◆ DATA SHOWN ◆

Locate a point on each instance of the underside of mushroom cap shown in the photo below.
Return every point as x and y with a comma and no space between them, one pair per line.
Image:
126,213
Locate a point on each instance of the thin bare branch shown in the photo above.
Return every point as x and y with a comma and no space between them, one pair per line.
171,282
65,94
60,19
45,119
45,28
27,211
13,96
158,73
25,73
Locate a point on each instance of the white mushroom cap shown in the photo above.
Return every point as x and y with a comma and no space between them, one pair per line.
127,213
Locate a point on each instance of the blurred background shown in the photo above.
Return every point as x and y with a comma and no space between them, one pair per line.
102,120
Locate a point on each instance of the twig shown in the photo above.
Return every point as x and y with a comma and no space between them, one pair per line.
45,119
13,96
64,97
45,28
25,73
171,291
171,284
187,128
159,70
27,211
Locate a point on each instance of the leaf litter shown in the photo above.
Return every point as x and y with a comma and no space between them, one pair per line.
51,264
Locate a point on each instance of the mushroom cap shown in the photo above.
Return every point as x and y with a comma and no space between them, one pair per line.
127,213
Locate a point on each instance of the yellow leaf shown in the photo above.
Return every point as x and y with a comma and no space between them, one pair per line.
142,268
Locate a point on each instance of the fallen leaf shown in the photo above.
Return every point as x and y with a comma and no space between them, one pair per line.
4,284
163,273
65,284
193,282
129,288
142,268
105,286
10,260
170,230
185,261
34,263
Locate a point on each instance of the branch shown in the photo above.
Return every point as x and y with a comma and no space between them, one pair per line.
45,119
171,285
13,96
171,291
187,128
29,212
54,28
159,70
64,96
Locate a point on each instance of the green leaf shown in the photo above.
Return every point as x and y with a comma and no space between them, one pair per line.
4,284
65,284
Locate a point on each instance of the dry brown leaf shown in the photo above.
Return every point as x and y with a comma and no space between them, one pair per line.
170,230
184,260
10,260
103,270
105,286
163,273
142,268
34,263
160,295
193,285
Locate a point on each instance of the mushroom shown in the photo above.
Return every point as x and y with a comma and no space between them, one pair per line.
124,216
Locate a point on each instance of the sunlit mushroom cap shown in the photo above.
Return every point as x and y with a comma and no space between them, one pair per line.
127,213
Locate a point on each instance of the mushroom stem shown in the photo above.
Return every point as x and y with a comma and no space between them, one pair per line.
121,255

◆ THE TASK ◆
An exact reproduction of all the records is required.

◆ EXERCISE RESULT ◆
Locate a point on each instance of the underside of mushroom cap shown in the photo below.
Return every point as x and y with a comma and no space between them, one pair per line.
Image:
126,213
Locate a point on each instance of the thin bare branch shown in the photo above.
Return every point as x and y with a comma and no space between them, one pair per line.
171,282
65,94
60,19
45,119
45,28
27,211
13,96
158,73
25,73
Locate a point on each instance of the white mushroom cap shown in the photo above.
Return every point as x and y with a comma and no space between them, one pair per line.
127,213
Locate a point on each instance of the blurred background shown in the photo above.
Return every point as x and y with a comma and no space between them, one pair per line.
102,120
Locate a point on each instance of the twig shown in the photo above.
Return every point as x and y with a comma and no space between them, one pair per line.
45,119
13,96
64,97
45,28
25,73
171,291
171,284
187,128
159,70
27,211
Locate a point on each instance of the leaf litter shown in the photo above.
Return every point as x and y with a comma and no space between them, one pair per line.
51,264
Locate a point on each instance of the mushroom cap shown in the photo above.
Return every point as x and y with a comma and no space between them, one pair per line.
127,213
Locate a point on each instance of the yellow leaf shown in the photo above.
Return every point as x and y with a comma and no space between them, one pair per line.
142,268
Locate a point on each instance of the fallen leaf shown in the photo above.
Return every point as x and y with a comma and no space between them, one pair per line.
4,284
163,273
65,284
193,282
129,288
142,268
105,286
10,260
170,230
185,261
34,263
Locate a point on each instance of the branch shown in the photo above.
Return every point as x and y with a comma and no space between them, one pair per line.
45,119
171,285
13,96
171,291
187,128
29,212
54,28
159,70
64,96
Locate a point on each instance of the green leaf shown in the photo above.
Return every point as x and y with a comma and no space between them, one pair per line.
4,284
65,284
Locate a point on each instance of the dry brown leaf shown in the photo above.
Return every point as x and y with a comma and no space between them, one pair per line.
170,230
184,260
10,260
103,270
105,286
163,273
142,268
34,263
160,295
193,285
Locate a point on each instance of the mushroom shown in the photo above.
Return every point as x and y with a comma and no space between them, one pair per line.
124,216
Locate a point on each instance of the sunlit mushroom cap shown in the photo above.
Return every point as x and y with a comma and no space between them, one pair per line.
127,213
Locate a point on each instance of the mushroom stem shown in the photo above.
Return every point as x and y with a comma and no space between them, one pair per line.
121,255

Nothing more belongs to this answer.